→ Goal:
Reproduce each of the following entries word for word.

→ Data entries:
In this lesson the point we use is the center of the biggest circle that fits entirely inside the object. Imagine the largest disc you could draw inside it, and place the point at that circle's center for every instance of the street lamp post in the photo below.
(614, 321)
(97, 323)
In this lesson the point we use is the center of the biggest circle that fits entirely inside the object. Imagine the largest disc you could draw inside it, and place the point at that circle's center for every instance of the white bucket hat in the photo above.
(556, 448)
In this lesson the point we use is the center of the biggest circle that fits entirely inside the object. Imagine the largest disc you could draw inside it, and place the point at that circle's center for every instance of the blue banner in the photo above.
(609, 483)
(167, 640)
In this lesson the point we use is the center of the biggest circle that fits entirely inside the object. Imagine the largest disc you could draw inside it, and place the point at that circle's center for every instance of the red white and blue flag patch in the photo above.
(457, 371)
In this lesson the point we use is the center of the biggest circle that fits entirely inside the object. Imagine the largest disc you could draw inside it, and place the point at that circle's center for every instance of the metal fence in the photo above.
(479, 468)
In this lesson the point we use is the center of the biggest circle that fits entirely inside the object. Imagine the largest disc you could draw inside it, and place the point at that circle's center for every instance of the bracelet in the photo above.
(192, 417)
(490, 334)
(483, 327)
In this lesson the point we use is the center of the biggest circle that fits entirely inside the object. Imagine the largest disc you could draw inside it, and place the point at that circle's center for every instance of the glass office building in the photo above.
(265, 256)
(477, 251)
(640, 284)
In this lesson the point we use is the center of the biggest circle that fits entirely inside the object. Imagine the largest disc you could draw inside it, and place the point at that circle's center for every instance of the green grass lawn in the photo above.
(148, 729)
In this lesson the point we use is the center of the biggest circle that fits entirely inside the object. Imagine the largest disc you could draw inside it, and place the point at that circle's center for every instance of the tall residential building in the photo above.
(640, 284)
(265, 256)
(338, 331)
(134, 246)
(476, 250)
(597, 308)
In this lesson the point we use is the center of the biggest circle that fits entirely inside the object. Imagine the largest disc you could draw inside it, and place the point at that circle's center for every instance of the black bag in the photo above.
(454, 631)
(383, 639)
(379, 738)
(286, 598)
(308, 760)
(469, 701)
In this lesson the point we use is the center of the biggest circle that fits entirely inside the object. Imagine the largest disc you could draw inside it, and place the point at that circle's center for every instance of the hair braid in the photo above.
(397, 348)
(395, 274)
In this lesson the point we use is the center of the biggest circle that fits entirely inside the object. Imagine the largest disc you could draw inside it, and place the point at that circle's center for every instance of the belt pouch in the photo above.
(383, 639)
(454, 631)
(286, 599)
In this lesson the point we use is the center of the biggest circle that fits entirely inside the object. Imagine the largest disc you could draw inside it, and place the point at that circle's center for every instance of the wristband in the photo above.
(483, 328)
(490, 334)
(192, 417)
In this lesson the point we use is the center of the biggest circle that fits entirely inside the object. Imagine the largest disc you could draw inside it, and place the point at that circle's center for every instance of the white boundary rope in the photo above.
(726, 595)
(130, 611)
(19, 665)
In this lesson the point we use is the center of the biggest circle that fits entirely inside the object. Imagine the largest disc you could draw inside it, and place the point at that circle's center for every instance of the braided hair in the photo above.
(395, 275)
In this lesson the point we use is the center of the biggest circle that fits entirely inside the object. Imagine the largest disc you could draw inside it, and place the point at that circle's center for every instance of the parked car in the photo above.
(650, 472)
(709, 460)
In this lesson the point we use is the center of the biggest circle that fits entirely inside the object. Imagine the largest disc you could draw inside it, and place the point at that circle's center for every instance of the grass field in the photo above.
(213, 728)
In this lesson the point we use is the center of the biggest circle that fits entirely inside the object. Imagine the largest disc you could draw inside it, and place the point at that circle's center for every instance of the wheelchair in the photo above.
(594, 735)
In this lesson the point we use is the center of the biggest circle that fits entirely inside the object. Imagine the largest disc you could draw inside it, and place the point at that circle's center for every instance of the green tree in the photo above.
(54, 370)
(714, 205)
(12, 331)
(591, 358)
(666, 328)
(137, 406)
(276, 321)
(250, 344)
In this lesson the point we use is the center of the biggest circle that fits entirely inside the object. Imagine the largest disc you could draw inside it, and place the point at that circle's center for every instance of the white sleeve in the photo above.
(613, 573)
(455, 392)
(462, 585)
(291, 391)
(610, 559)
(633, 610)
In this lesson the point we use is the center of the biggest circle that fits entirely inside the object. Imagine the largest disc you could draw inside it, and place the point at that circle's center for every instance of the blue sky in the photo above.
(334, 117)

→ Result:
In this lesson the point we use is the center of the biggest circle that fits entirely inside the object. Imagine the largest disc you could draw inside it, and place the point at that circle's center for every instance of the street lamp post in the photo below.
(614, 321)
(97, 323)
In this lesson the point we use is the center of the biggest circle that fits entirely inside the object. Imagine the largest disc you could draw inside it, and place the point at that circle's center for every instance of the white bucket hat in the photo above.
(556, 448)
In this lesson the point we use is the center of the biggest circle that fits entirely inside the object. Imagine the largest disc you could draw inside it, and place the point at that circle's center for every instance of the blue banner in the photo above.
(609, 483)
(167, 640)
In this lesson the point we use is the center of the biggest circle that fits entirely inside the object. Imagine the largest disc you could draw inside it, and place the point at that circle's center for every instance of the red white and blue flag patch in the photo above.
(457, 371)
In this lesson the point we use is the center of the biggest circle that fits entirely inside the object. Imagine the largest disc you could draw inside it, and place the point at that circle's center for every instance of the metal fence in the photo above.
(479, 468)
In this lesson the point we use is the center of the biggest circle that fits entirely inside the object. Imagine the largest disc you could draw inside it, and place the point at that circle's center for every instance of the bracelet in the photo above.
(192, 417)
(490, 334)
(483, 327)
In this lesson the point we use is the center of the biggest circle that fits entirely inside the object. Imagine the largest disc you could draw inside it, and place the point at that circle's center for every instance of the glass office building in the photo above.
(265, 256)
(477, 251)
(640, 284)
In this lesson the point we use is the center of the biggest circle that fits entirely inside the object. Imagine the largest disc you could draw inside it, and place the point at that circle's center for every instance of the green grass lawn in the photo above.
(148, 729)
In this lesson the point we use is the center of the biggest circle that fits entirely inside the object. Imagine the largest disc you could draw inside it, and place the point at that circle's center for every instance of the tall residential building in the photo above.
(640, 284)
(265, 256)
(338, 331)
(134, 246)
(476, 250)
(597, 308)
In this lesson the point we use is the center of the biggest circle that fits entirely inside the object. Imagine the largest disc you could draw inside it, and place the point at that circle's center for every instance of the black bag in the photo above.
(454, 631)
(383, 639)
(379, 738)
(286, 598)
(308, 760)
(469, 701)
In this lesson the point we use is the center of the biggest circle that fits entirely inside the object. Imagine the largest disc you could draw inside it, and place the point at that circle's center for every instance of the hair braid in the photo above.
(397, 348)
(395, 274)
In this lesson the point we use is the center of the biggest circle that fits entirely inside the object. Imagine the largest disc you could draw inside it, and place the point at that circle's center for every instance of the belt pouch in the photo above.
(383, 639)
(454, 631)
(286, 599)
In this lesson the point we use is the center of the biggest circle that fits entirely inside the object. Imagine the largest disc you could draw inside it, and place the point at that circle's center for every instance of the wristband in the photo above.
(483, 328)
(490, 334)
(192, 417)
In this lesson the point we use is the center of the biggest circle that fits entirely inside the object. Imagine the largest disc you could draw inside it, and place the point at that circle's center for every instance of the white boundary rope in the photo above.
(726, 595)
(130, 611)
(19, 665)
In this lesson the point we use is the center of the biggest circle that fits entirely inside the object. Imagine the largest disc you could draw inside it, and place the point at that circle's center for every instance of the braided hair in the photo above.
(395, 275)
In this lesson the point we use is the center of the biggest circle that fits entirely inside the object. Imagine the largest disc you could draw inside it, and place the point at that circle's center for every instance of the parked car in the photo above.
(650, 472)
(709, 460)
In this lesson the point we use is the center of the biggest circle that fits entirely inside the object. Imagine the largest disc you could draw inside it, and place the point at that circle's center for every instance of the grass field in the photo above.
(213, 728)
In this lesson the point we use is the center of the biggest circle that fits entirely inside the object. Imagine the largest disc you could draw inside it, and place the point at that circle's center for every instance of the wheelchair in the photo above.
(594, 735)
In this lesson the point we use is the center of the biggest circle that fits entirely inside the object. Imagine the largest disc you could draw inside it, and place the point at that circle's center for every instance of the green tree in the photo above.
(54, 370)
(714, 205)
(12, 331)
(591, 358)
(666, 328)
(137, 406)
(276, 321)
(250, 344)
In this lesson the point we use is the center of the biggest circle that fits entirely inside the object. Imagine the largest disc you could draw inside it, and place the point at that circle's center for every instance of the white sleeve in the photo above.
(613, 573)
(455, 392)
(462, 585)
(291, 391)
(610, 559)
(633, 610)
In this lesson the point we use is the center of the biggest circle that fits entirely inside the object. Imagine the largest disc you could draw inside it, and place the point at that circle's center for every instance of the blue sky in the photo above.
(334, 117)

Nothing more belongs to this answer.